> **Work order 1**: Please swap "target" for "object" in the entries below. Start at the first line of the entries, stop after the line that contains "box: [13, 80, 24, 90]", keep everything else unchanged, and return only those lines.

> **Study text**:
----
- Born: July 6, 1973 (age 52) Hudson, New York, U.S.
- Occupation: Actor
- Years active: 1996–present
- Spouse: Charlene Bloom ​(m. 2002)​
- Children: 2

= William Lee Scott =

American actor

William Lee Scott (born July 6, 1973) is an American actor. He is best known for his role as high school student Stanley "Bullethead" Kuznocki on the WB sitcom The Steve Harvey Show. Additionally, he appeared in the films Gone in 60 Seconds, Pearl Harbor, October Sky and The Butterfly Effect.
----
> **Dataset entries**:
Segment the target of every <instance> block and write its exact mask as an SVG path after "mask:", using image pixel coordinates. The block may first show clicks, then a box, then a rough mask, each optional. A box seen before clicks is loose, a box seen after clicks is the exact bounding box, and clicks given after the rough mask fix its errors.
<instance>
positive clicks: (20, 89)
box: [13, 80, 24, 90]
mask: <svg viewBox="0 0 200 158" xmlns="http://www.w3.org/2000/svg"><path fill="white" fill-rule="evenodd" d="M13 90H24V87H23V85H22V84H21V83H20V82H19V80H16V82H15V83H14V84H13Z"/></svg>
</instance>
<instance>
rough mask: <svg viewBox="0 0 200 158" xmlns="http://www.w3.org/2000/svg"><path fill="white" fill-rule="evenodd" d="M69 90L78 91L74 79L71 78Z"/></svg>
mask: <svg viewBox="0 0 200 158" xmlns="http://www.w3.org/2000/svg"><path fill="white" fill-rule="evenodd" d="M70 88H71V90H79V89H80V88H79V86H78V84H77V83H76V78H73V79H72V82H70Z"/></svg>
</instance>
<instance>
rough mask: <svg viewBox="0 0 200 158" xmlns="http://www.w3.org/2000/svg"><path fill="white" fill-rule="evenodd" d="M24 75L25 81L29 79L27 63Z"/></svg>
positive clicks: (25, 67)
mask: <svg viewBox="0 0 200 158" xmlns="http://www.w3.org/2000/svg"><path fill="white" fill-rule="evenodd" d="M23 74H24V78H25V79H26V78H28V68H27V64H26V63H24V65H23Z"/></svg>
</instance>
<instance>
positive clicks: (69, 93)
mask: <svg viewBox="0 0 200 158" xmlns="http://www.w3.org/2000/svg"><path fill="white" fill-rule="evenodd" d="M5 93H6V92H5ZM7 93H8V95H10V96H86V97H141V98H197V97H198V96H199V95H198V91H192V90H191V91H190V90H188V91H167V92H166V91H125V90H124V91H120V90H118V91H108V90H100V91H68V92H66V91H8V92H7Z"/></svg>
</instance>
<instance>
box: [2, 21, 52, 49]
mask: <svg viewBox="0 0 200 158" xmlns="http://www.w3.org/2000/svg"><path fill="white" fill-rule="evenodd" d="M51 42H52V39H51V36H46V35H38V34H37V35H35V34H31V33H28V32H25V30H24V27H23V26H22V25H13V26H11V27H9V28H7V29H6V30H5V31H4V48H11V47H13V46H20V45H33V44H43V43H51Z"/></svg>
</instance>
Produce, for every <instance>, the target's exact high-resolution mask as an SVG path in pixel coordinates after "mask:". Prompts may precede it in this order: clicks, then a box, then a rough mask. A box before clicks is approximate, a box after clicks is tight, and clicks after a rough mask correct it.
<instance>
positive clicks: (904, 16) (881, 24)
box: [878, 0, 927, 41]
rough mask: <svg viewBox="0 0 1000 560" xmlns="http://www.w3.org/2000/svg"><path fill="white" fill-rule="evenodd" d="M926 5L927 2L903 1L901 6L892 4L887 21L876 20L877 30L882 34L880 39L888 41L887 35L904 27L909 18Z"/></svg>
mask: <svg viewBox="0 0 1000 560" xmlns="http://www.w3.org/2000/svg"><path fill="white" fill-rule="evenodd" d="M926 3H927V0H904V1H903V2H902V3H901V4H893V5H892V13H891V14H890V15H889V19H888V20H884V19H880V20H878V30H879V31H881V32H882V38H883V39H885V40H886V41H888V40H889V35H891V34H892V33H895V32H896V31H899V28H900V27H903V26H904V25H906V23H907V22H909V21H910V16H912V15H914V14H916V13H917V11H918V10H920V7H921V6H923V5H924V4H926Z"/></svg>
----
> **Work order 2**: Quote the William Lee Scott profile above in full, word for word.

> **Solution 1**:
Segment the object of every <instance> block and write its exact mask as an SVG path after "mask:", using image pixel coordinates. The block may first show clicks, then a box, then a rough mask, each optional. A box seen before clicks is loose, a box seen after clicks is the exact bounding box, and clicks given after the rough mask fix its errors.
<instance>
positive clicks: (20, 89)
box: [13, 80, 24, 90]

> **Solution 2**:
- Born: July 6, 1973 (age 52) Hudson, New York, U.S.
- Occupation: Actor
- Years active: 1996–present
- Spouse: Charlene Bloom ​(m. 2002)​
- Children: 2

= William Lee Scott =

American actor

William Lee Scott (born July 6, 1973) is an American actor. He is best known for his role as high school student Stanley "Bullethead" Kuznocki on the WB sitcom The Steve Harvey Show. Additionally, he appeared in the films Gone in 60 Seconds, Pearl Harbor, October Sky and The Butterfly Effect.